Can you reproduce each of the lines below word for word, without changing anything?
##### ROWS
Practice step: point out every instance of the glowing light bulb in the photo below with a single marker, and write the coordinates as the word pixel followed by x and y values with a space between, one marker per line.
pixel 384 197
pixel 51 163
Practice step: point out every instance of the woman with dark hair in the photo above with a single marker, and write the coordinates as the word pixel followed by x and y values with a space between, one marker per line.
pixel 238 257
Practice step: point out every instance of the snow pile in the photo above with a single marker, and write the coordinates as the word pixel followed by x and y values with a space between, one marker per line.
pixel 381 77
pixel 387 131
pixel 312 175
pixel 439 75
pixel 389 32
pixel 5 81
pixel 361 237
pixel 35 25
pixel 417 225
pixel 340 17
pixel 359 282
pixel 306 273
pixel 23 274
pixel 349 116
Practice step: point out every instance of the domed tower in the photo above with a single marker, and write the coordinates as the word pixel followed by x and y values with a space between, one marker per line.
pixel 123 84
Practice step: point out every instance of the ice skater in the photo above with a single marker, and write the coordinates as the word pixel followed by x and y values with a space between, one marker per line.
##########
**WRITTEN SOLUTION:**
Practice step: point out every instance of the glowing light bulb in the photo below with a single marker, and write the coordinates as the word pixel followed by x and y values with a space between, one marker per line.
pixel 384 197
pixel 51 163
Practice step: point out every instance of the woman with dark hair in the photo above with a single marker, and write the coordinates as the word pixel followed by x and y values with a space between, one marker per line.
pixel 238 257
Practice step: point out every instance of the snow pile in the photo above with a single marker, and write the coordinates as the word pixel followed by x and y values with a space between, one marker per line.
pixel 381 77
pixel 387 131
pixel 312 175
pixel 439 75
pixel 389 32
pixel 5 81
pixel 361 237
pixel 35 25
pixel 417 225
pixel 340 17
pixel 359 282
pixel 306 273
pixel 23 274
pixel 349 116
Practice step: point out every instance of the domed tower in the photo above with a single marker, and write the coordinates as the word pixel followed by x and y values with a space between, one marker per line.
pixel 123 84
Practice step: point out every instance of the ice skater in the photo above with a single marker, and write the coordinates as the word pixel followed by x and y values with a space between, one marker per line.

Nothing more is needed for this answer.